Can you transcribe every line exactly and leave the pictures behind?
— begin SUPPLIED INFORMATION —
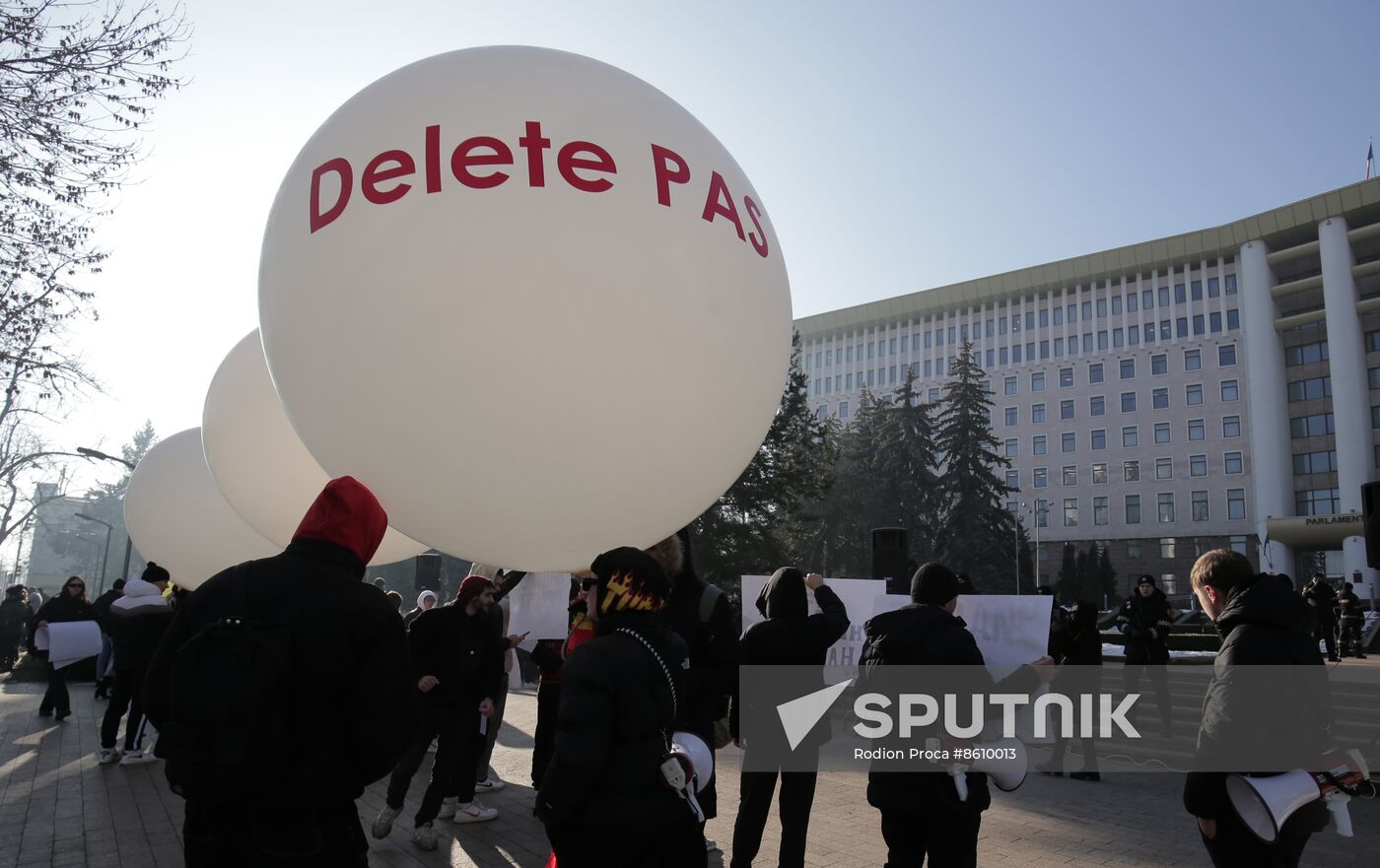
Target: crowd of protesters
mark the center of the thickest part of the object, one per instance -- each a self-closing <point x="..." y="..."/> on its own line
<point x="282" y="688"/>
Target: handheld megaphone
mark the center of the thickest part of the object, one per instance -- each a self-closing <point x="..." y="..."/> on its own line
<point x="1266" y="803"/>
<point x="1003" y="762"/>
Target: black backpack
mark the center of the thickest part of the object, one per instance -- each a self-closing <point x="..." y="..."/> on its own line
<point x="230" y="729"/>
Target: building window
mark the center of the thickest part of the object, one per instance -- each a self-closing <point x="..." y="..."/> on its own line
<point x="1310" y="389"/>
<point x="1200" y="502"/>
<point x="1315" y="426"/>
<point x="1318" y="501"/>
<point x="1235" y="502"/>
<point x="1166" y="508"/>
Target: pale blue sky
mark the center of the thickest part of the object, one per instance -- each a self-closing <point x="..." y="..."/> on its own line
<point x="896" y="145"/>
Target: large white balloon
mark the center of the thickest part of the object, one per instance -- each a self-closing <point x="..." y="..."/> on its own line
<point x="176" y="516"/>
<point x="257" y="460"/>
<point x="530" y="300"/>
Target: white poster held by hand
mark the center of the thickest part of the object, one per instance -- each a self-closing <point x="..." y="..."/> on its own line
<point x="859" y="598"/>
<point x="68" y="641"/>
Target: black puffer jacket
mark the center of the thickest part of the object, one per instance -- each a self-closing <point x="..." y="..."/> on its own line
<point x="931" y="636"/>
<point x="59" y="607"/>
<point x="1263" y="627"/>
<point x="355" y="708"/>
<point x="1145" y="623"/>
<point x="791" y="636"/>
<point x="600" y="795"/>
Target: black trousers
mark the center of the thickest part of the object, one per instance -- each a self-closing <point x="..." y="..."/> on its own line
<point x="947" y="836"/>
<point x="227" y="835"/>
<point x="795" y="801"/>
<point x="544" y="740"/>
<point x="128" y="693"/>
<point x="1235" y="846"/>
<point x="1327" y="633"/>
<point x="55" y="699"/>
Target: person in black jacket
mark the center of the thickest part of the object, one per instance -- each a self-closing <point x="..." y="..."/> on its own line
<point x="68" y="605"/>
<point x="921" y="810"/>
<point x="1078" y="650"/>
<point x="1349" y="620"/>
<point x="1321" y="600"/>
<point x="354" y="701"/>
<point x="600" y="796"/>
<point x="1145" y="620"/>
<point x="1265" y="628"/>
<point x="135" y="623"/>
<point x="104" y="663"/>
<point x="703" y="616"/>
<point x="457" y="668"/>
<point x="789" y="636"/>
<point x="14" y="617"/>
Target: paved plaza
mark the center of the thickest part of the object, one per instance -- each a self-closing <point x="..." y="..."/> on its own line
<point x="58" y="808"/>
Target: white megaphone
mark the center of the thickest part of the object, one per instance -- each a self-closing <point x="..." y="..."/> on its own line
<point x="1003" y="762"/>
<point x="1266" y="803"/>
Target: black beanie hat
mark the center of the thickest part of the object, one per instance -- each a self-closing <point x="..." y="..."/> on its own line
<point x="630" y="579"/>
<point x="934" y="584"/>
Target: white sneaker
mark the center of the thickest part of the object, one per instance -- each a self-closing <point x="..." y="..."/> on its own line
<point x="138" y="758"/>
<point x="490" y="784"/>
<point x="424" y="836"/>
<point x="473" y="812"/>
<point x="383" y="822"/>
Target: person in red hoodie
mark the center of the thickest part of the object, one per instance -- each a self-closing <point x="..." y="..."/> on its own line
<point x="280" y="691"/>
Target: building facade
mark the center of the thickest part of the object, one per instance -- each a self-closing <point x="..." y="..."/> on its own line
<point x="1203" y="391"/>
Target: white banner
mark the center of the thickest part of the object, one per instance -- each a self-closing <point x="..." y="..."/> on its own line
<point x="68" y="641"/>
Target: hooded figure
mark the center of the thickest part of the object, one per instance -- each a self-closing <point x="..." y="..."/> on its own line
<point x="620" y="696"/>
<point x="789" y="636"/>
<point x="351" y="701"/>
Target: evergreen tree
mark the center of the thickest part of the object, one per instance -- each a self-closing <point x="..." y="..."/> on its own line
<point x="973" y="519"/>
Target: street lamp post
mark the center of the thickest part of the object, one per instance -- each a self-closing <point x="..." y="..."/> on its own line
<point x="128" y="541"/>
<point x="105" y="555"/>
— end SUPPLIED INFORMATION —
**THE RESPONSE**
Target: crowd of protesters
mark the center of the thickest part of the object, one per instance -- each a self-closing <point x="..." y="..."/> on its own line
<point x="282" y="688"/>
Target: handheld megaphone
mark the center of the thickest part of the object, one per instance -- each a self-closing <point x="..." y="..."/> on its own line
<point x="1266" y="803"/>
<point x="1003" y="762"/>
Target: black backpack
mark the center of the thickest part of the object, one per instance -- each a self-closing <point x="..." y="..."/> on its own line
<point x="230" y="729"/>
Target: building window
mark the center of the thickest part of the object, one per instance -- each a self-closing <point x="..." y="..."/> on its own line
<point x="1310" y="389"/>
<point x="1200" y="502"/>
<point x="1315" y="426"/>
<point x="1318" y="501"/>
<point x="1235" y="502"/>
<point x="1166" y="508"/>
Target: pale blue sky
mark the center of the thickest part of the object, one per instance -- each a self-closing <point x="..." y="..."/> on its own line
<point x="896" y="145"/>
Target: large white balloon
mark the center of the thickest part of the object, one per instance -- each a self-closing <point x="..." y="..."/> on its own line
<point x="176" y="516"/>
<point x="257" y="460"/>
<point x="530" y="300"/>
Target: white poster held by hand
mark the center of the thickest part of the object, one per instance -- each a self-closing <point x="..." y="..."/> on its own line
<point x="859" y="598"/>
<point x="68" y="641"/>
Target: black puffer jacket
mark the center of the thickest part of the object, one per instance -- each a self-closing <point x="..." y="..."/> on its own line
<point x="931" y="636"/>
<point x="59" y="607"/>
<point x="1263" y="627"/>
<point x="355" y="708"/>
<point x="1145" y="623"/>
<point x="791" y="636"/>
<point x="600" y="795"/>
Target: black trousers
mark the center of the thickest part of the object, one per instance -- each a self-closing <point x="..." y="..."/> on its own line
<point x="947" y="836"/>
<point x="227" y="835"/>
<point x="795" y="801"/>
<point x="544" y="740"/>
<point x="128" y="693"/>
<point x="1235" y="846"/>
<point x="1327" y="633"/>
<point x="55" y="699"/>
Target: person in black jacket
mark the center of the thickest part of the object, one per instance -- each a self-closing <point x="..." y="..."/> on its own line
<point x="68" y="605"/>
<point x="921" y="810"/>
<point x="1078" y="650"/>
<point x="1349" y="620"/>
<point x="1321" y="600"/>
<point x="354" y="701"/>
<point x="600" y="796"/>
<point x="1145" y="620"/>
<point x="1265" y="628"/>
<point x="135" y="623"/>
<point x="104" y="663"/>
<point x="703" y="616"/>
<point x="457" y="668"/>
<point x="789" y="636"/>
<point x="14" y="617"/>
Target: paved plaza
mark the center of the thickest part of the object, one per instance -- each a self-closing <point x="..." y="..."/> on its own line
<point x="58" y="808"/>
Target: white megaphone
mark the center of the thickest part of the object, one per instance -- each a self-closing <point x="..." y="..."/> on its own line
<point x="1003" y="762"/>
<point x="1266" y="803"/>
Target: black beanie hat
mark the center of the thickest part of the object, one per instance -- each a self-closing <point x="..." y="..."/> on its own line
<point x="630" y="579"/>
<point x="934" y="584"/>
Target: white sneaker
mark the center of the thickest part of the object, one per instance -- each a self-closing <point x="..." y="..."/> on its own line
<point x="138" y="758"/>
<point x="490" y="784"/>
<point x="424" y="836"/>
<point x="473" y="812"/>
<point x="383" y="822"/>
Target: person in red hoodie
mark the center of the thickest part of the object, one per instance -- each a self-closing <point x="..." y="..."/> on its own line
<point x="280" y="691"/>
Target: building facade
mark the center of the thickest part of the object, one per instance -- each a self-closing <point x="..." y="..."/> on its own line
<point x="1203" y="391"/>
Target: white banner
mark the center of the thickest part of the object, one per instance -- each a self-closing <point x="..." y="..."/> on its own line
<point x="68" y="641"/>
Target: hooded figure
mark the center of the thickest part of the object, one per instance -- each a self-closing <point x="..." y="..."/> on its own line
<point x="620" y="696"/>
<point x="789" y="636"/>
<point x="351" y="701"/>
Target: evergreen tree
mark the center of the thickest part of the object, one per instance -- each a self-closing <point x="..." y="..."/> on its own line
<point x="973" y="519"/>
Target: street lamp post
mark the center of the thickest part of the object, one per instance -- each a self-closing <point x="..." y="..."/> on its own line
<point x="128" y="541"/>
<point x="105" y="555"/>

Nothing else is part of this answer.